Provided text –
First things first: Navy SEALs are American heroes. The top-secret elite fighting force takes on a lot of dangerous missions, including killing Osama bin Laden in a daring raid, rescuing hostages, and performing tasks to which the general public isn’t and will never be privy. They’re trained in advance techniques and weaponry, and have honed such specialized skills that, in some respects, Act Of Valor’s introductory explanation, in which co-directors Mouse McCoy and Scott Waugh explain they had no choice but to cast actual SEALs in the film makes sense. After all, what actor could fake what SEALs do for a living? (And let’s leave Charlie Sheen and the 1990 movie Navy SEALs out of it.) But in other respects, the casting of active-duty Navy SEALs here makes no sense at all. Acting is a specialized skill too, albeit one less essential to national security, and the film’s SEAL stars—billed only by their first names to protect their identities—look about as comfortable in front of the camera as a pampered Hollywood star would look taking live enemy fire.

Act Of Valor began as a training film, and it’s best in the portions that still feel like one. One sequence focuses on the sometimes-fascinating details of what it takes to pull off a stealth raid. When a sniper takes out the guard of a drug lord’s lakeside compound, it’s a two-man operation: one to pull the trigger, and another to catch the body to avoid a telltale splash. Trouble is, the directors—a pair of stuntmen directing their first feature, and collectively known as the Bandito Brothers—don’t have much of a flair for staging such scenes, and even less of a grasp on how to shoot action once the fighting starts in earnest. Their handheld camerawork and frenetic editing makes it tough to figure out what’s going on; it’s all the chaos of a Michael Bay movie with none of the slickness. And while the team does have access to equipment and vehicles that might make Bay envious, they don’t apparently have access to, say, the sort of lighting equipment typically used in professional filmmaking. A middle-of-the-night parachute drop, for instance, might be thrilling if it didn’t look like a bunch of shadows rippling against a sea of blackness.

As for the story, it pits the SEALs against a narcotics kingpin working in league with a terrorist to smuggle suicide bombers across the Mexican border into the U.S., a plot that takes the heroes across the globe. It’s thin material, to say the least, and manipulative to boot, putting women, children, and a SEAL father-to-be in jeopardy in ways more about servicing cheap thrills than any larger point about the perilous state of the world in 2012. The film claims to be inspired by “real acts of valor,” and ends with a dedication to SEALs whose lives have been lost since 9/11. But is using their sacrifices as material for an action movie—and a bad one—that much of an honor?

Written problem – According to the Act Of Valor review, why does taking out the guard at the drug lord's lakeside compound take two men?

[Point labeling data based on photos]
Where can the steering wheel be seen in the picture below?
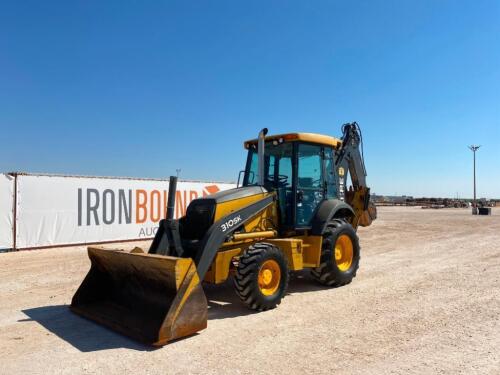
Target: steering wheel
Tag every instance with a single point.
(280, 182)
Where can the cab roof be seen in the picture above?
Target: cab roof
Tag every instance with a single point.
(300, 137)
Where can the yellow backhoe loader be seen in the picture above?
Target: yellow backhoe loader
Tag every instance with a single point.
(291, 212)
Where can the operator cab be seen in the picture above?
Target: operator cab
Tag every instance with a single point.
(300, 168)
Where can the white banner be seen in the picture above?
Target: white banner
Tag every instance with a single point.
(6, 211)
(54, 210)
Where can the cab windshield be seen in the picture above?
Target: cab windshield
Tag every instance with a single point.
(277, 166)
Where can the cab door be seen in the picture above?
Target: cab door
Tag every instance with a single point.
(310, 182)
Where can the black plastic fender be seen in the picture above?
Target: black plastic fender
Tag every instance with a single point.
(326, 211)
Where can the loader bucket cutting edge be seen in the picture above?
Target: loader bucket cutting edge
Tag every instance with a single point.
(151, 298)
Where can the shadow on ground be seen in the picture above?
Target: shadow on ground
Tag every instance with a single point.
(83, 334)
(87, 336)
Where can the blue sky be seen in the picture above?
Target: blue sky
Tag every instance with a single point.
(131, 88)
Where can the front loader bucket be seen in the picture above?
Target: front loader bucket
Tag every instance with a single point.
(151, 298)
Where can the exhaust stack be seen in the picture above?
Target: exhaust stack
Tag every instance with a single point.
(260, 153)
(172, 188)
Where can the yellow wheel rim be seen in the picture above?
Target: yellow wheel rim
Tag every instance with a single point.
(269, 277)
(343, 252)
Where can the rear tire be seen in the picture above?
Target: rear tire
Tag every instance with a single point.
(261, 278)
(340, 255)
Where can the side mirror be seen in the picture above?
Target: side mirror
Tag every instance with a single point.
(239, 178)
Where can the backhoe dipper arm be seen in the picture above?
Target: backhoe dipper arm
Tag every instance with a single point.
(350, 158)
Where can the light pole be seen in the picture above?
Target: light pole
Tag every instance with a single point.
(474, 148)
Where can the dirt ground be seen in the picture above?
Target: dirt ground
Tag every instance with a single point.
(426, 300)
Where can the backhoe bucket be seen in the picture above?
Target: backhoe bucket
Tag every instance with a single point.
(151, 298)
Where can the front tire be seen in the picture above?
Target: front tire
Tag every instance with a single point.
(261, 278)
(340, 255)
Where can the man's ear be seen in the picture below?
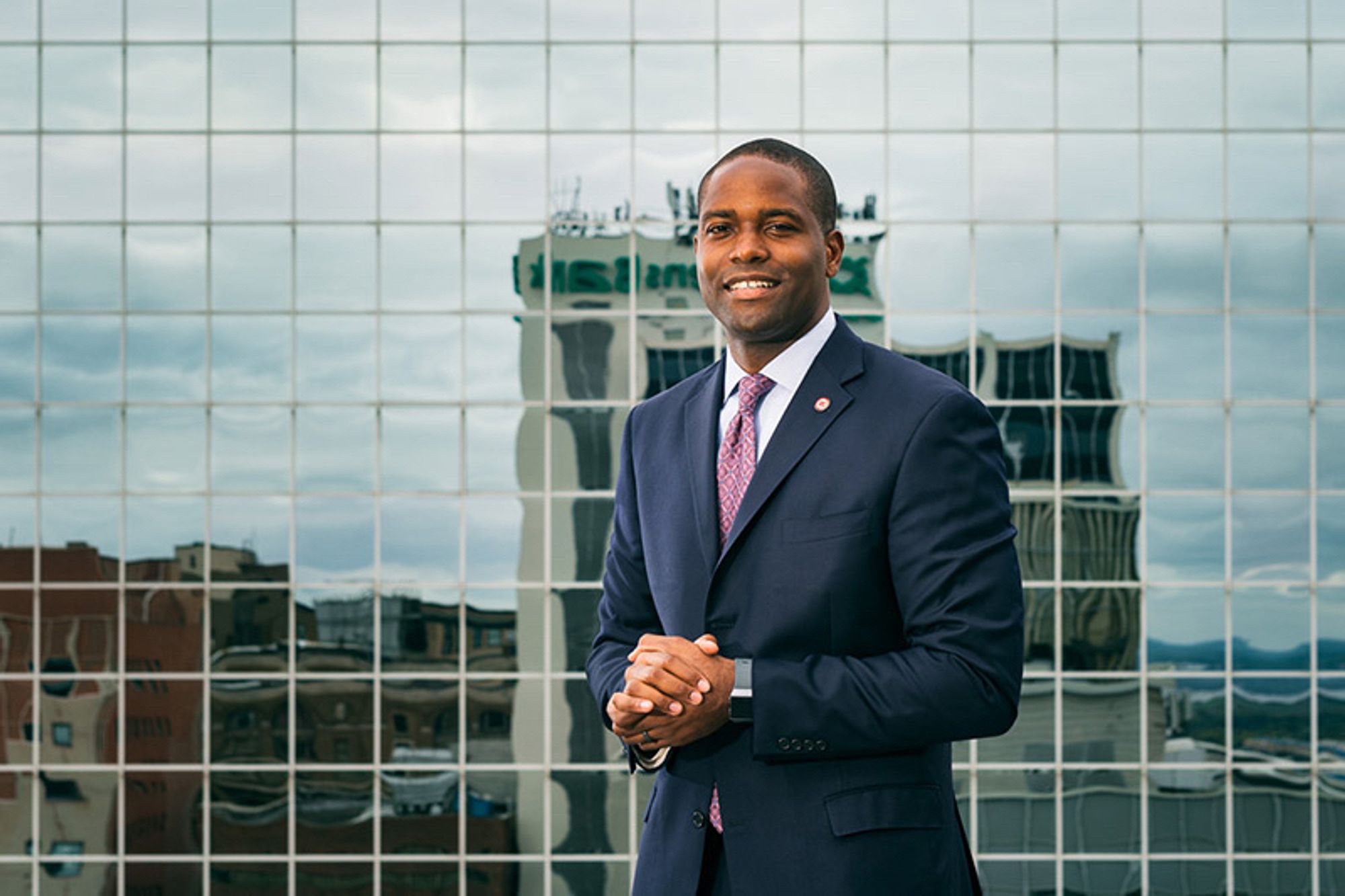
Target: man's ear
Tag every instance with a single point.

Expected answer – One man fires the shot, and the other catches the guard's body so it doesn't fall into the water and make a telltale splash.